**PASSAGE TO READ**
+---+

Software programmer usually need to solve specific task, not worlds problems. If you go too generalized you will need 10x, 100x or 1000x more amount of time and code.
Look at Big tech, this is what they are doing, they employ thousands workers that write millions of lines of code every day, only to make it work for every case in a world. And still can't compete with specialized solution.
> Software programmer usually need to solve specific task, not worlds problems. If you go too generalized you will need 10x, 100x or 1000x more amount of time and code.
Yes, I accept this is true, but your earlier claim was much more specific: that using dependencies at all makes things worse. I gave you a specific example (GUI libraries) but you completely ignored it. How does your 0-dependencies theory survive an encounter with that basic example?
No, but if your GUI involves displaying text in multiple languages (i.e., virtually everything), you now need to become an expert in text rendering (which implies a significant breadth of knowledge in linguistics, graphics programming, constraint solving systems [for things like word wrapping], etc).
Except KISS is subjective, as are most things. Please don't take this the wrong way, but anyone who touts any one, true "religion" in sw development I have learned to take with 6 grains of salt. There is no one magic way or solution. Everything is trade offs and I've learned this over the last 30 years through trying every new magic elixir that was going to "save us all".
That said, most sw projects are determined by business need. I can't think of a single one I've ever written that hasn't needed dependencies or would have been viable had I not used some. Going to a theory level, there is no reason to think the stdlib is magically immune to the issues of a very popular dependency either. Shun absolutes and make the correct trade offs based on your business goals.
It may not be quite a URL, but it contains the URL. It definitely more than just "sort-of resembles a URL". See how the module path to URL lookup is done here: https://go.dev/ref/mod#vcs-find
I understand your meaning, but that link supports my claims. The package path helps the Go tool infer the actual URL, but it doesn't contain the URL itself (e.g., the actual URL has a scheme/protocol component and potentially a `go-get=1` query string argument which don't exist as part of the path). This is what I meant when I said it "sort-of resembles a URL", but I understand from this conversation how that wording wasn't clear.

+---+

**GIVEN INFORMATION**
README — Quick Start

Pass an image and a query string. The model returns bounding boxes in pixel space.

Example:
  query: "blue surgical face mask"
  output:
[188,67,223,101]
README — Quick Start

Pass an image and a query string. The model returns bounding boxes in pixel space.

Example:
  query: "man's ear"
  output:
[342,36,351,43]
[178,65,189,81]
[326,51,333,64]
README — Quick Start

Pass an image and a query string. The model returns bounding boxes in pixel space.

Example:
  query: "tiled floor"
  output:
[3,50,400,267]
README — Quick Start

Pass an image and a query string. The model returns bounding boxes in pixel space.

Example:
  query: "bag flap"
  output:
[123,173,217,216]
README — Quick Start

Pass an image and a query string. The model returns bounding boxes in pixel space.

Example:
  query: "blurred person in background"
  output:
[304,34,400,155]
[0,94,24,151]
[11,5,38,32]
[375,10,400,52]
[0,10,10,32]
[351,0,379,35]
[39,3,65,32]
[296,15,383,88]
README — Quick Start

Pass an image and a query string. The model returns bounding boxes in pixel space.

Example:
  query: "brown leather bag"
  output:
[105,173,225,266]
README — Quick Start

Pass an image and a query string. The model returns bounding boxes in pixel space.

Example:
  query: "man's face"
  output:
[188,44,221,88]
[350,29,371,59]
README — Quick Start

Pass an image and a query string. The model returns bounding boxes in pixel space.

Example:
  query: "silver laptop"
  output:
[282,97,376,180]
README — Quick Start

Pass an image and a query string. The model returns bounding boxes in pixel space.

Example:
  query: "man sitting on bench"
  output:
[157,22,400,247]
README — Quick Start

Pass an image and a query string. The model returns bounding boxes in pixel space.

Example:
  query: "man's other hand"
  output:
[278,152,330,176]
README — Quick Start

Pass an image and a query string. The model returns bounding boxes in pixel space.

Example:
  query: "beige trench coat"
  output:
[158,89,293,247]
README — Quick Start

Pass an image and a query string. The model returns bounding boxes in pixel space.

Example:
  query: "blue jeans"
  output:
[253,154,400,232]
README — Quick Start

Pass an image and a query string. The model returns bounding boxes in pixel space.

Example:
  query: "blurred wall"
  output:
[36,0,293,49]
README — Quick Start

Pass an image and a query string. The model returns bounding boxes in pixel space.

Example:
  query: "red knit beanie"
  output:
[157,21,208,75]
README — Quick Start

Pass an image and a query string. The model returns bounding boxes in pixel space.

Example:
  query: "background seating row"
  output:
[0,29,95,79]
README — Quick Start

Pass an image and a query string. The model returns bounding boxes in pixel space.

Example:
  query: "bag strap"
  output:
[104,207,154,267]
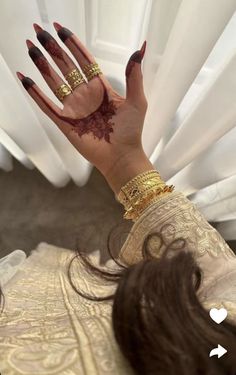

+---+

**TASK INSTRUCTIONS**
**1.** In the discussion about software dependencies, for how many years has the commenter been trying new "magic elixirs" and learning that everything is a trade-off?
**2.** Turn the paragraph of the discussion about software dependencies that begins "That said, most sw projects" into a short bulleted list that keeps its main points.

**TASK RESULTS**
**1.** 30 years.

**2.**
- Most software projects are determined by business need.
- The writer can't think of a single project they have written that didn't need dependencies or would have been viable without them.
- In theory, there is no reason to think the stdlib is magically immune to the issues of a very popular dependency.
- Shun absolutes and make the correct trade-offs based on business goals.